Duplicate the lines of the listing below precisely, starting at the line that contains "Note. One marker is placed on each instance of the dark" and ending at the line that contains "[(139, 293)]", with both of those lines included.

MATERIALS PROVIDED:
━━━

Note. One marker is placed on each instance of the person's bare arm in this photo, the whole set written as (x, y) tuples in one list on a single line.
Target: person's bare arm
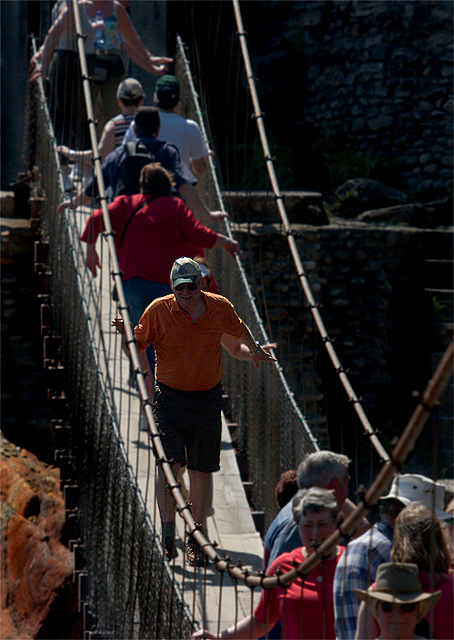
[(239, 350), (135, 45), (196, 204), (230, 246), (64, 21)]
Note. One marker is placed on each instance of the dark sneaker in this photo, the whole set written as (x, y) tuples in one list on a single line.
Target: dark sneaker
[(170, 549), (194, 554)]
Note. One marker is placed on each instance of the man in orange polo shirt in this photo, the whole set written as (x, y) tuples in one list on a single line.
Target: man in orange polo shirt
[(187, 329)]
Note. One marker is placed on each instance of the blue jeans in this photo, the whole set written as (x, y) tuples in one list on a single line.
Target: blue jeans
[(139, 293)]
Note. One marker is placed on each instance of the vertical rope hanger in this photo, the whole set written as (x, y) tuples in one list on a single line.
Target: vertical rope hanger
[(302, 276)]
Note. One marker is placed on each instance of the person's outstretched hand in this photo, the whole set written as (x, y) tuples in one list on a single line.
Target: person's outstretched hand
[(214, 215), (263, 355), (64, 205), (158, 65), (201, 634)]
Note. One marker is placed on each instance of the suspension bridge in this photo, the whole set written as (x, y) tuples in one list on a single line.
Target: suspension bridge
[(130, 589)]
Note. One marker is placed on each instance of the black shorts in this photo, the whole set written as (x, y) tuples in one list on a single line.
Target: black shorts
[(190, 422)]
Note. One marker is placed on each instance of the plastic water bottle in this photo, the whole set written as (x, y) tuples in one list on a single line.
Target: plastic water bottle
[(100, 40)]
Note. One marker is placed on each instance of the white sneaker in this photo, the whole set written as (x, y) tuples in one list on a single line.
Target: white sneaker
[(143, 422)]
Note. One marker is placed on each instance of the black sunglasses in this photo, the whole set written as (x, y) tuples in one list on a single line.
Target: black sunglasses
[(406, 607), (191, 286)]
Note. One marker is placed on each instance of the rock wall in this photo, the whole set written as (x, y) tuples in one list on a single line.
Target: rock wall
[(376, 75), (35, 562), (370, 281)]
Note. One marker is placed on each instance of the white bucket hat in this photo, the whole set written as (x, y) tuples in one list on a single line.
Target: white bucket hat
[(409, 488)]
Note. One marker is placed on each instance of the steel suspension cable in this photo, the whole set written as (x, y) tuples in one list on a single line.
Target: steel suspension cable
[(301, 274), (174, 487)]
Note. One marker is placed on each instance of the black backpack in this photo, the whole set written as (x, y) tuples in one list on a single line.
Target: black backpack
[(129, 170)]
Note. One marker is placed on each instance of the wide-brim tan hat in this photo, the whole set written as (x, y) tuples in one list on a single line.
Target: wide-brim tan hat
[(398, 582)]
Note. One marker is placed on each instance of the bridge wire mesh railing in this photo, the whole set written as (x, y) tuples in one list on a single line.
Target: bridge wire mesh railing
[(302, 275), (123, 552), (116, 502), (272, 429)]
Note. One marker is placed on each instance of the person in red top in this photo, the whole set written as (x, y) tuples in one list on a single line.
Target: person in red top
[(187, 328), (305, 609), (152, 229)]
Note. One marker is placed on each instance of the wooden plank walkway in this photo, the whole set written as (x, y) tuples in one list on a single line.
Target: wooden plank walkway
[(231, 525)]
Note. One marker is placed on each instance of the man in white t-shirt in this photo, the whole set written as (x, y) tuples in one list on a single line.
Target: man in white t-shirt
[(181, 132)]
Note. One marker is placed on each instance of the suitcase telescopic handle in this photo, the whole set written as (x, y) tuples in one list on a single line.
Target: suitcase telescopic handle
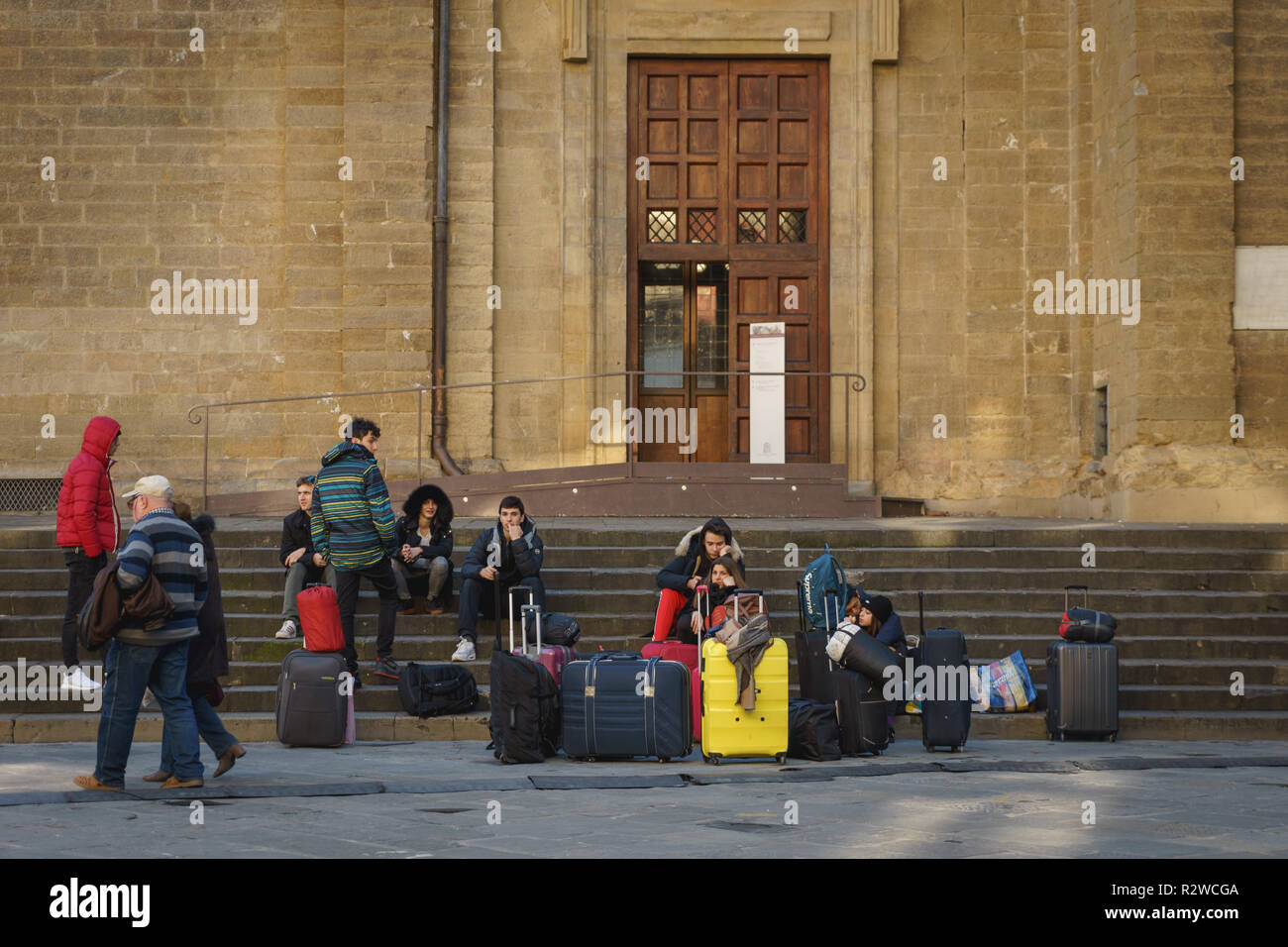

━━━

EXERCISE SOLUTION:
Note. One marker is placed on each instance of the dark sneaker in this photo, the whole set written as (x, y) tuples in one list on a single line.
Target: dark sneaker
[(170, 549), (194, 554)]
Note. One marker is placed on each instance of the man in orange polo shirt in this photo, the whole set written as (x, y) tuples in one list on a single line.
Target: man in orange polo shirt
[(187, 329)]
Note. One marker is placed on each instance of the blue jeans in this photo, the whole set written as (x, y) tuples in one list on a single line.
Target: blue jeans
[(139, 293)]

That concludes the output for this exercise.